→ **Raw data**:
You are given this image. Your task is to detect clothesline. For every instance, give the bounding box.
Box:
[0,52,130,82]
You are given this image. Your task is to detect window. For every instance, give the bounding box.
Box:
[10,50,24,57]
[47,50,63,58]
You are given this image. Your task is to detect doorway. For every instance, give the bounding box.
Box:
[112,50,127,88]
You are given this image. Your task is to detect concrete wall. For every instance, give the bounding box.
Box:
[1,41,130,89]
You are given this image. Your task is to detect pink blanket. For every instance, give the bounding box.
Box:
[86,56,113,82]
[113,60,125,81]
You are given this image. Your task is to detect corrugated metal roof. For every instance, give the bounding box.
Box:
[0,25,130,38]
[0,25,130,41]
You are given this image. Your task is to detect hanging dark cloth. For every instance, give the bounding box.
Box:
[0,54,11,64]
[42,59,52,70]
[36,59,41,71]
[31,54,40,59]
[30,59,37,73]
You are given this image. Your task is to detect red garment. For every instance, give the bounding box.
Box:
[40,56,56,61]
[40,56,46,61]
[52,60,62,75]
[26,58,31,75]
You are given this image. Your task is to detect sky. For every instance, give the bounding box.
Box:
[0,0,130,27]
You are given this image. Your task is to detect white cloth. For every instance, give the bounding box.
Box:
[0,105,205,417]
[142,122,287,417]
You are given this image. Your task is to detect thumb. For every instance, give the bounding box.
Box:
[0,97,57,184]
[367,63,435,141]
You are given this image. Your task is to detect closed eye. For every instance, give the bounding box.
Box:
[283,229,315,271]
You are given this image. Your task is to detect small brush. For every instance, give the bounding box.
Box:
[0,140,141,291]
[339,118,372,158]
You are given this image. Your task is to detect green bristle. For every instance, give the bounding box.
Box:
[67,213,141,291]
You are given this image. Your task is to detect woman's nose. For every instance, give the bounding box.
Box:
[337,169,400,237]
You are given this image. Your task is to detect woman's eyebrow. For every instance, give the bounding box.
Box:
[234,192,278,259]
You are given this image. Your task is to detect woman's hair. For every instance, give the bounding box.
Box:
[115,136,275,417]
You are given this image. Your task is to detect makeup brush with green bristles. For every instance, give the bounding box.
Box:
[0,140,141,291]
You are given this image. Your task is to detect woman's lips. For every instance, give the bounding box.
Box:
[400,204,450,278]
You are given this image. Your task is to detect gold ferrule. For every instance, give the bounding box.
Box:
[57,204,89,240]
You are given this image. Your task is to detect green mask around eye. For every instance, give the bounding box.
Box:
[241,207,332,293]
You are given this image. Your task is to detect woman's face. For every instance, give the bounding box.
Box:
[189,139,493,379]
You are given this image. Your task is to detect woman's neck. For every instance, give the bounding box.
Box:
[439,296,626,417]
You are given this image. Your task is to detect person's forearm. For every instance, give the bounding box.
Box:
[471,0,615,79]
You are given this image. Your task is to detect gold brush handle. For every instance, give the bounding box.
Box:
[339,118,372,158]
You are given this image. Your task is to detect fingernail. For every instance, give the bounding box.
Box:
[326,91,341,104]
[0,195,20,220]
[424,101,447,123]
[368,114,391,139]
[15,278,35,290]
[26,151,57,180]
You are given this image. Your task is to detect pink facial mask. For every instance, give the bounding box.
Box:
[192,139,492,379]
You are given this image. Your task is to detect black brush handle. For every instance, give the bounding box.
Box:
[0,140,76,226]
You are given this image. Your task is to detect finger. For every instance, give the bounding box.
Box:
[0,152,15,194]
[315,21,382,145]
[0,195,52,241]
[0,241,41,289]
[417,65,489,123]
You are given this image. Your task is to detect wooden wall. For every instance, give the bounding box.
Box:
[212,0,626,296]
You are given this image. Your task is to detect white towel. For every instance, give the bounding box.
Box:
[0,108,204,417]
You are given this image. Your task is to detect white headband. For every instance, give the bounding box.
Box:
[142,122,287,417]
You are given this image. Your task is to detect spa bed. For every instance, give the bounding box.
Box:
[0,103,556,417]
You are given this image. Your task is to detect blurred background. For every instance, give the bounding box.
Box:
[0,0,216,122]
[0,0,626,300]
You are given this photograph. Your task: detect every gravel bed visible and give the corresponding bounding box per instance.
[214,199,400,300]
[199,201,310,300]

→ **Problem description**:
Restate everything from the line containing "You are given this image. Your task is to detect doorway." down to the line containing "[26,58,31,75]", swapping "hanging dark cloth" for "hanging black cloth" and leaving all else unchanged.

→ **Task result**:
You are given this image. Your task is to detect doorway. For every instance, give the bounding box.
Box:
[112,50,127,88]
You are given this image. Your task is to detect concrete wall. For every instance, give the bounding box.
Box:
[1,41,130,89]
You are given this image. Your task is to detect pink blanket. For every instance, give the bounding box.
Box:
[86,56,113,82]
[113,60,125,81]
You are given this image. Your task is to detect corrugated metal roof. For every instance, give the bounding box.
Box:
[0,25,130,38]
[0,25,130,41]
You are given this image. Your task is to detect hanging black cloth. For every instance, give the bounding box.
Box:
[0,54,11,64]
[42,59,52,70]
[36,59,41,71]
[31,54,40,59]
[30,59,37,73]
You are given this image. Your task is to detect red garment. For every instance, give the bounding box.
Box:
[40,56,56,61]
[40,56,46,61]
[52,60,62,75]
[26,58,31,75]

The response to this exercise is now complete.